**PROBLEM DESCRIPTION:** Set down each line of the data below exactly.

**DATA TO PROCESS:**
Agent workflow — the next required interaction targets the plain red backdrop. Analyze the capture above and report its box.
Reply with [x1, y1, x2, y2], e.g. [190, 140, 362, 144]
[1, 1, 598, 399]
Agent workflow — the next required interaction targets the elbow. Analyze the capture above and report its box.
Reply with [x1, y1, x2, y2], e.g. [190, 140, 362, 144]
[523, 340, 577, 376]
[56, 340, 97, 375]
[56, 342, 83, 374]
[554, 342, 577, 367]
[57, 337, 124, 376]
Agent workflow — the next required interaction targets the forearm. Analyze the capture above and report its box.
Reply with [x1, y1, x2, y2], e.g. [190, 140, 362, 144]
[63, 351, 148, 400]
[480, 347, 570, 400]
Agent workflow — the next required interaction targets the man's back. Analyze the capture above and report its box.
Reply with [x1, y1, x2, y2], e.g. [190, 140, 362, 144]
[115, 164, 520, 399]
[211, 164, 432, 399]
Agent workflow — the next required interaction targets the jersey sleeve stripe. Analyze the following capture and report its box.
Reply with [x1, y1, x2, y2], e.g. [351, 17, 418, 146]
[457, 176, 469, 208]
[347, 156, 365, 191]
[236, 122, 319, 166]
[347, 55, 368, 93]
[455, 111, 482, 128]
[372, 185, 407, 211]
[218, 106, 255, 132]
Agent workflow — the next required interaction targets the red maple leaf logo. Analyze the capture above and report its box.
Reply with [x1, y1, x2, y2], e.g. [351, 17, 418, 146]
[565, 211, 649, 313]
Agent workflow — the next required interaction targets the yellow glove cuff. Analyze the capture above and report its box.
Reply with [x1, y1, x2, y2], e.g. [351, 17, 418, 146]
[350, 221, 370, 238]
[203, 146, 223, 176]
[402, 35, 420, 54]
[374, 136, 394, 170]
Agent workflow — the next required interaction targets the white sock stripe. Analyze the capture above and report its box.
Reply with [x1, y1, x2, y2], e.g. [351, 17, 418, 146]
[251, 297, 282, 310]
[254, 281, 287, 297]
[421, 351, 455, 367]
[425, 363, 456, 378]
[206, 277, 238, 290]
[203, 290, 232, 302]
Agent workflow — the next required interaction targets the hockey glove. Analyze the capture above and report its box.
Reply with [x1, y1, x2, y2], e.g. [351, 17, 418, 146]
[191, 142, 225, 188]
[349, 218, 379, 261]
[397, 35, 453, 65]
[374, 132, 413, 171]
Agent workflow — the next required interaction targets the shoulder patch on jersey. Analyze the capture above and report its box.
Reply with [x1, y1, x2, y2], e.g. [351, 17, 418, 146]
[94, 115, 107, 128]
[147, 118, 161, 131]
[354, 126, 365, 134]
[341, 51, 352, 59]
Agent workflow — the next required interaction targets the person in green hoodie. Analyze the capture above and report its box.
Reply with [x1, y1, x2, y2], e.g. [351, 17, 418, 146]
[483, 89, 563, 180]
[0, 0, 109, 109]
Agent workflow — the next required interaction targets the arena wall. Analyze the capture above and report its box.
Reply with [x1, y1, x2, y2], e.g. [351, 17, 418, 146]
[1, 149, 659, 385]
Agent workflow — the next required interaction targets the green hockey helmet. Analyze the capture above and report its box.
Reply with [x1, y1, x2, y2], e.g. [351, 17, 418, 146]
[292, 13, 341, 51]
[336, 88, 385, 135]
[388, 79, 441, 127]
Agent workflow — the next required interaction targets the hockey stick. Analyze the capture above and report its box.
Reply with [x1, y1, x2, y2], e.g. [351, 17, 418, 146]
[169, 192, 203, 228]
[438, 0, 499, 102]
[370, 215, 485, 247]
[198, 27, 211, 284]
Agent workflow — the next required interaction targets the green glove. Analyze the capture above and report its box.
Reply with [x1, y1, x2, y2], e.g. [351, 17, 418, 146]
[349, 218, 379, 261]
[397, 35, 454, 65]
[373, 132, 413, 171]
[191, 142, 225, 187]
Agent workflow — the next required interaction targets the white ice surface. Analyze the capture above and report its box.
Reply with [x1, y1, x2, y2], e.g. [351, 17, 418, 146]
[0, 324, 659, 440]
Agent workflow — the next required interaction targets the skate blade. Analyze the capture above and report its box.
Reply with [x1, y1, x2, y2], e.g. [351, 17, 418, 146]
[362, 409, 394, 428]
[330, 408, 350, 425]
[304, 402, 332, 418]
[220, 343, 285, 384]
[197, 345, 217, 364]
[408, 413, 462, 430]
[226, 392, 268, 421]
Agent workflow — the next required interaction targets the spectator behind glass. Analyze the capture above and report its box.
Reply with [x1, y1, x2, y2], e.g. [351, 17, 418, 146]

**RESPONSE BELOW:**
Agent workflow — the next required interaction targets the plain red backdrop. Analyze the capture above and report its box.
Reply with [x1, y1, x2, y2], e.g. [190, 140, 362, 144]
[1, 1, 598, 399]
Agent workflow — the next required interaction targets the elbow. Analyze the capture above and report its box.
Reply with [x1, y1, x2, y2], e.g. [190, 140, 362, 144]
[523, 340, 577, 376]
[56, 340, 97, 375]
[56, 342, 83, 374]
[554, 342, 577, 367]
[57, 337, 124, 376]
Agent workflow — the next required interaction targets the forearm. Analyze the capture above and report its box.
Reply with [x1, y1, x2, y2], e.g. [190, 140, 362, 144]
[63, 351, 148, 400]
[480, 347, 570, 400]
Agent workflow — the next required interaction targets the man's back. Analyze the capture above and report its box.
Reply with [x1, y1, x2, y2], e.g. [190, 140, 362, 144]
[115, 164, 520, 399]
[211, 164, 432, 399]
Agent workflow — the next required interaction targets the jersey sleeve stripe. Analyze the following capture and report its box.
Reply with [x1, y1, x2, y2], e.g. [351, 17, 418, 146]
[457, 176, 469, 208]
[347, 156, 365, 191]
[236, 122, 319, 166]
[347, 55, 368, 93]
[455, 111, 482, 128]
[372, 185, 407, 211]
[218, 106, 255, 132]
Agent workflow — the next required interaction targets the red maple leaf logo. Analyze the capture above and report its box.
Reply with [x1, y1, x2, y2], e.g. [351, 17, 418, 146]
[565, 211, 649, 313]
Agent workflow — the next required interaction targets the yellow glove cuff. Analyze the capture above and report its box.
Reply with [x1, y1, x2, y2], e.g. [351, 17, 418, 146]
[350, 221, 370, 238]
[203, 146, 223, 176]
[402, 35, 420, 54]
[374, 136, 394, 170]
Agent workflow — the next required interaction targets the white sock stripe. Analyze the capture above and report its box.
Reply with [x1, y1, x2, y2], e.g. [351, 17, 418, 146]
[251, 297, 282, 310]
[254, 281, 287, 297]
[421, 351, 455, 367]
[425, 363, 456, 378]
[206, 277, 238, 290]
[203, 290, 232, 302]
Agent workflow — the next required interaction targets the hockey glove. Analyze the capture above and report its box.
Reply with [x1, y1, x2, y2], e.g. [351, 17, 418, 146]
[191, 142, 225, 188]
[349, 218, 379, 261]
[397, 35, 453, 65]
[374, 132, 413, 171]
Agent workflow — the next required interaction targets the shoulder patch on jersey. Analyze the capture above and report its box.
Reply with [x1, y1, x2, y2], e.g. [351, 17, 418, 146]
[94, 115, 107, 128]
[147, 118, 161, 131]
[354, 126, 365, 134]
[341, 51, 352, 59]
Agent workflow — the next required interaction targets the person in green hoodie. Analyze the capture above and report its box.
Reply with [x1, y1, x2, y2], e.g. [351, 17, 418, 146]
[483, 89, 563, 180]
[0, 0, 109, 109]
Agent workflow — the next required interaction targets the arena wall. Analyze the capture above and report its box.
Reply with [x1, y1, x2, y2], e.g. [351, 17, 418, 146]
[1, 149, 659, 385]
Agent workflow — the next required interaction targets the green hockey helmet. Analyze the capture above and report its box.
Reply with [x1, y1, x2, y2], e.g. [351, 17, 418, 146]
[292, 13, 341, 51]
[336, 88, 385, 135]
[388, 79, 441, 127]
Agent workflow — the next required interaction targets the hockey stick. Analyze the capture above and report its box.
Reply with [x1, y1, x2, y2], e.g. [351, 17, 418, 146]
[169, 192, 203, 228]
[438, 0, 499, 102]
[370, 215, 485, 247]
[198, 27, 211, 284]
Agent workflow — the next required interaction targets the green glove. Analyze the capture above and report its box.
Reply with [x1, y1, x2, y2], e.g. [351, 17, 418, 146]
[349, 218, 379, 261]
[397, 35, 454, 65]
[373, 132, 413, 171]
[191, 142, 225, 187]
Agent workflow — the next required interaction targets the white ice surface. Analyze the capture above and report its box.
Reply with [x1, y1, x2, y2], e.g. [351, 17, 418, 146]
[0, 324, 659, 440]
Agent workflow — the next required interaction targets the skate blade. Analyze the capture above and report its box.
Reply with [x1, y1, x2, y2], e.g. [351, 17, 418, 146]
[362, 409, 394, 428]
[330, 408, 350, 425]
[304, 402, 332, 418]
[220, 343, 285, 384]
[197, 345, 217, 364]
[408, 413, 462, 430]
[226, 392, 268, 421]
Agent workflow — the next required interaction targets the spectator behind glass. Analyze the capture above and report its box.
Reply with [x1, y1, x2, y2], e.g. [351, 17, 418, 146]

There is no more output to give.